Badge support | Gardening and Farming Activity Badges
Happy National Allotments week! Working towards these gardening and farming badges is a great way to encourage your Beavers, Cubs or Scouts to engage with the process behind the food on their plates. Not only will they get some hands-on practical experience, they’ll reap the mental and physical benefits of producing something all by themselves, and develop a deeper appreciation for the natural world.
As a nation, our awareness of where food comes from is at all an all-time low. Whether they care for chickens at their community allotment, produce vegetables in a pot, or water herbs on the windowsill of their bedroom, engaging with nature is vital to a young person’s development in every way - strengthening them emotionally, intellectually, spiritually, and physically. Read on to find out how you can help your young people to complete each award.
Beavers – Gardener Activity Badge
To start, download our Sherlock Gnomes themed badge checklist.
For requirements one and three, Beavers learn about the changing seasons, and about what plants need to grow, namely: water, light, air, a suitable temperature, and time. To help break down the science, you could incorporate some themed activities, experiments or songs into your programme planning. This stop-motion animation shows the process of a tiny seed growing into a magnificent flower, and will encourage Beavers to start thinking about what plants might need.
If your Beavers are itching to start gardening immediately, ask questions to encourage them to think about the season you’re in and what plants might need. Is it the right time of year? How much space is there? How much sunlight is there?
For requirement four, Beavers can look after a garden or allotment for two months. If your Beavers do not have access to a suitable green space, it may be worth doing some research to see if there’s a suitable scheme in your local community. Local parks, city farms and community gardens might have a space your Beavers can help to look after.. The Federation of City Farms and Community Gardens has a search function you can use to find groups in your area, and The Royal Horticultural Society runs a campaign to turn grey spaces into living, planted places. This could be the perfect opportunity to help Beavers work towards their My World Challenge Award.
Alternatively, Beavers can complete requirement four, growing at least three different plants in pots over a period of two months. They can do this at home or at Beavers. Herbs are a lower maintenance option for beginners, and if undertaken at home may be more accessible to Beavers who live in apartments or houses without private gardens. In most cases, all they’ll need is a windowsill, some sunlight and some seeds or cuttings to create something magic.
To complete requirement five, Beavers keep a record of their gardening journey, which could be a diary or scrapbook. What have they done to look after their plants? What changes have they noticed? To tell their story, they could write notes, draw pictures or take photographs.
Gardening can improve logic and reasoning. To expand the topic, you could include some extra activities like measuring rainfall or exploring the insect life around plants. Although these are not required to complete the badge, they will expand your Beaver’s understanding of how everything in the natural world fits together. If you do decide to pursue these, consider linking them to requirements four, five and six of the My Outdoors Challenge Award.
Cubs – Gardener Activity Badge
To start, download our Sherlock Gnomes themed badge checklist.
For requirement one, Cubs find out what seasons are best to grow a selection of six fruits and vegetables. Similarly to Beavers completing their Gardener Activity Badge, for requirement two they also learn how to use small gardening tools. This could be a good time to introduce ideas about the commercial production of food. How might the tools farmers’ use be different from the tools we use in our own gardens, for example?

- - -

* _Exercises_
a - Answer these questions using the badge support page:
(i) What five things do plants need to grow, according to the Beavers section?
(ii) Over what period do Beavers grow at least three different plants in pots?
(iii) For Cubs requirement one, how many fruits and vegetables do Cubs research?
b - Reproduce, character for character, the part of the badge support page that opens with the words containing "Gardening can improve" and closes with "Outdoors Challenge Award.".

(Detection examples)
- - -

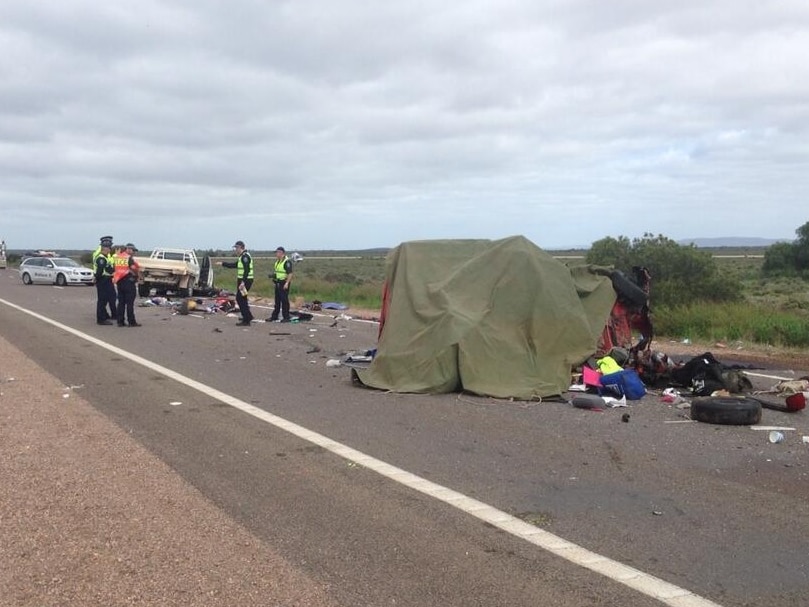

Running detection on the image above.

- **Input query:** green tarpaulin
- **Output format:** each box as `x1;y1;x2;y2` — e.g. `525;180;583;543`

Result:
358;236;615;399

- - -

* _Problem solutions_
a -
(i) Water, light, air, a suitable temperature, and time
(ii) Two months
(iii) Six

b -
Gardening can improve logic and reasoning. To expand the topic, you could include some extra activities like measuring rainfall or exploring the insect life around plants. Although these are not required to complete the badge, they will expand your Beaver’s understanding of how everything in the natural world fits together. If you do decide to pursue these, consider linking them to requirements four, five and six of the My Outdoors Challenge Award.